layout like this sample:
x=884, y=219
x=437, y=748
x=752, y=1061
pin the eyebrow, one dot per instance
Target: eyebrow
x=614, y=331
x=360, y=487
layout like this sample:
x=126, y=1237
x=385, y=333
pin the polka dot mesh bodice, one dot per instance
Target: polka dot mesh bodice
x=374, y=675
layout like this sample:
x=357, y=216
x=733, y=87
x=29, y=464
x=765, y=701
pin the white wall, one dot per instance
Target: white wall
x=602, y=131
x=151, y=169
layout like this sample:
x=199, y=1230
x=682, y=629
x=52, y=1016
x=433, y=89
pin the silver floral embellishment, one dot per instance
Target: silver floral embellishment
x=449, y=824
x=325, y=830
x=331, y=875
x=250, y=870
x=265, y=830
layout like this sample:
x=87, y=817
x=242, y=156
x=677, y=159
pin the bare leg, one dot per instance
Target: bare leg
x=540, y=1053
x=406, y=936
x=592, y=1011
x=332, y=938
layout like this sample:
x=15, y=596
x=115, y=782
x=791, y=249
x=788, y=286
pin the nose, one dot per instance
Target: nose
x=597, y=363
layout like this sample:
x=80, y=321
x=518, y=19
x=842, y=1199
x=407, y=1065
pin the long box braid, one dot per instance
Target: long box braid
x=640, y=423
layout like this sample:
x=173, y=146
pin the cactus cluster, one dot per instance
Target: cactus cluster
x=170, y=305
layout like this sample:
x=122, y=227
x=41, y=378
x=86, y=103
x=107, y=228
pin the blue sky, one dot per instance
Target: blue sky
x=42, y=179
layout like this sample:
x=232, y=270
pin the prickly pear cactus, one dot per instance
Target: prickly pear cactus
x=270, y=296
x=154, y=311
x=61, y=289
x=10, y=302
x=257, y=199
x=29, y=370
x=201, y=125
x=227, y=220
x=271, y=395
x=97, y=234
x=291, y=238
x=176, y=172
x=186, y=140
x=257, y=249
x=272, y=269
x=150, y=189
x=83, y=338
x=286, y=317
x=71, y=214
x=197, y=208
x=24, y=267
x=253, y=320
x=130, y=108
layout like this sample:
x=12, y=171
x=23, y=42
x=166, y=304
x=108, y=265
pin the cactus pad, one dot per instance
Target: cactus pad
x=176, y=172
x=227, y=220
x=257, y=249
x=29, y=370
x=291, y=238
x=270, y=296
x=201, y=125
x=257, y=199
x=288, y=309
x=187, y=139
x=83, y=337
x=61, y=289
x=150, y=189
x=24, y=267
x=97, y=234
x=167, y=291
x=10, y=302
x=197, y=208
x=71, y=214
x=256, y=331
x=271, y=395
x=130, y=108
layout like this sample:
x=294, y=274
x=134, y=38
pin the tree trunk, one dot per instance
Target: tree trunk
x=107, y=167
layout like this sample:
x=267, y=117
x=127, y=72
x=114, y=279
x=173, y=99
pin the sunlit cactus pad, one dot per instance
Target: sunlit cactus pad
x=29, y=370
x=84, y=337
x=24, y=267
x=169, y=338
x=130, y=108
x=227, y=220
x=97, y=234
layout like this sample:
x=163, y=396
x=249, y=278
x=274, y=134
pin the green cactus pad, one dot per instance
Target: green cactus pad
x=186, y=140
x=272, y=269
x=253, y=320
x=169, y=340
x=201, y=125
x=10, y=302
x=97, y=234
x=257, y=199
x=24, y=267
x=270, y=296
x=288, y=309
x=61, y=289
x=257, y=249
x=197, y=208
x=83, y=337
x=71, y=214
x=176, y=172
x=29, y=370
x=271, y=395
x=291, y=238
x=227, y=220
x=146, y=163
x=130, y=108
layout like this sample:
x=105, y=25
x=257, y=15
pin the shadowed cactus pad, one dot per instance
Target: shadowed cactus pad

PROBLEM:
In the entries above, one line contains "x=842, y=1199" and another contains "pin the cactus pad, one dot per instance". Reproduce exactly those two lines and the lines between them, nothing else.

SOLUTION:
x=842, y=1199
x=407, y=1065
pin the long box braid, one dot per instance
Target: long box braid
x=640, y=423
layout like this sample:
x=173, y=146
pin the cactus cluster, one dot per instance
Target: cactus cluster
x=170, y=305
layout like this sample:
x=122, y=227
x=41, y=378
x=86, y=103
x=107, y=228
pin the blue sky, one dot per instance
Target: blue sky
x=42, y=179
layout like this sample:
x=232, y=270
pin the prickly pear cactus, one dot per instance
Target: prickly pear cactus
x=270, y=296
x=154, y=311
x=61, y=289
x=10, y=302
x=257, y=199
x=29, y=370
x=201, y=125
x=227, y=220
x=271, y=395
x=97, y=234
x=291, y=238
x=176, y=172
x=186, y=140
x=257, y=249
x=272, y=269
x=150, y=189
x=83, y=338
x=286, y=317
x=71, y=214
x=197, y=208
x=24, y=267
x=253, y=320
x=130, y=108
layout like this sample:
x=12, y=171
x=23, y=42
x=166, y=304
x=108, y=265
pin the cactus pad, one dot per instance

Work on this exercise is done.